─── SUPPLIED DATA

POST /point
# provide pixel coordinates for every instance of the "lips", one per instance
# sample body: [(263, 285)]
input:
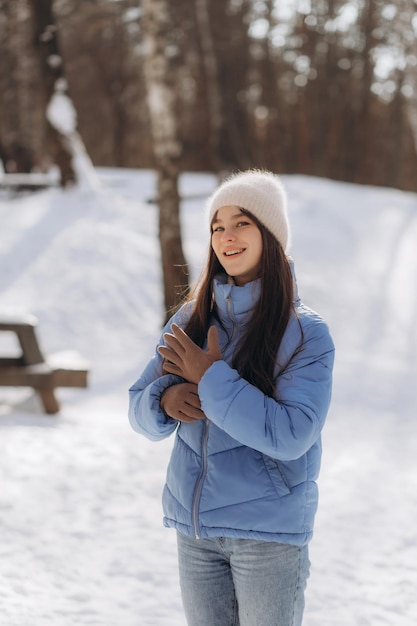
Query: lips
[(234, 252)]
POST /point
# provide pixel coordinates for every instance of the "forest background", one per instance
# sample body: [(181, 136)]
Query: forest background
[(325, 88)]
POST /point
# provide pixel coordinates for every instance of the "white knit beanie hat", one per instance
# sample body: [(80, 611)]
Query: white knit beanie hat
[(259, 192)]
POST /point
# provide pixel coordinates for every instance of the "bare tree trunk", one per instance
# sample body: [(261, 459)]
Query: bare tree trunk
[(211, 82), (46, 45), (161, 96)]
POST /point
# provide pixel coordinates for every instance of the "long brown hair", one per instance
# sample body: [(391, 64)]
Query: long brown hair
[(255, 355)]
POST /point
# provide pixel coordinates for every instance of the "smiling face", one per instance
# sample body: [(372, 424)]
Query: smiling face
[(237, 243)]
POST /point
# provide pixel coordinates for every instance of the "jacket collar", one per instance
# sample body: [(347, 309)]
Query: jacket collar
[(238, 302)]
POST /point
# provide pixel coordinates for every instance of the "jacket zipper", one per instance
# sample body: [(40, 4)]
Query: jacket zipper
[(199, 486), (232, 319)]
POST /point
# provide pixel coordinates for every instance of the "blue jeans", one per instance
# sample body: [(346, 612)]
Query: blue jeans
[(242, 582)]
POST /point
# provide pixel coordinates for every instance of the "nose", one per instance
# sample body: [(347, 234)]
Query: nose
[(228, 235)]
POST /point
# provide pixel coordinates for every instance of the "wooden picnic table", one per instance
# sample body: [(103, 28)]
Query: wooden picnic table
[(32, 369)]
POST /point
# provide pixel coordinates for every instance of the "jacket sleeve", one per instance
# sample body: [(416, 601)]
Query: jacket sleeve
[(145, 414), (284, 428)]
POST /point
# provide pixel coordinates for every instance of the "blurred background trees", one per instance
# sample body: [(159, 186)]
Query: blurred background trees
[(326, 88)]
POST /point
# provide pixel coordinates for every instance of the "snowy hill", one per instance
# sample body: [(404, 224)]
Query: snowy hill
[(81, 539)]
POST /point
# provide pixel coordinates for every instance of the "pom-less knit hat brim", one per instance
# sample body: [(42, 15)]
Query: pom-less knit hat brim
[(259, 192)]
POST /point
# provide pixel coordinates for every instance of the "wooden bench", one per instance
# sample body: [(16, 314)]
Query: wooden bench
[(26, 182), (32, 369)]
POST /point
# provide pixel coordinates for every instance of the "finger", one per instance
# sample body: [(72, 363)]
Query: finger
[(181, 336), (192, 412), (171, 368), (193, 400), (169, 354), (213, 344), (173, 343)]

──────
─── SUPPLIED DATA

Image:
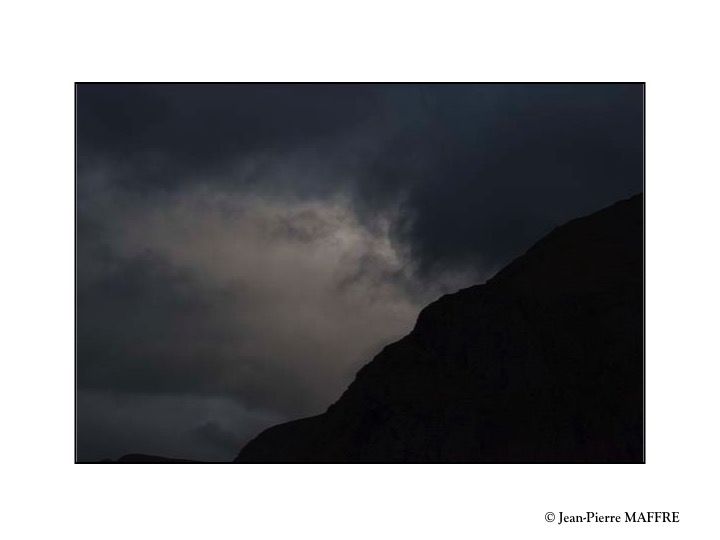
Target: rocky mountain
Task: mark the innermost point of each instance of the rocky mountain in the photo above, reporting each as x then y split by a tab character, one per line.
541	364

──────

▶ **PROBLEM STATEMENT**: Gather every row above that contains the string "table", matching case exactly.

▶ **SOLUTION**:
# provide pixel coordinates for every instance of the "wooden picnic table", one per instance
Query: wooden picnic table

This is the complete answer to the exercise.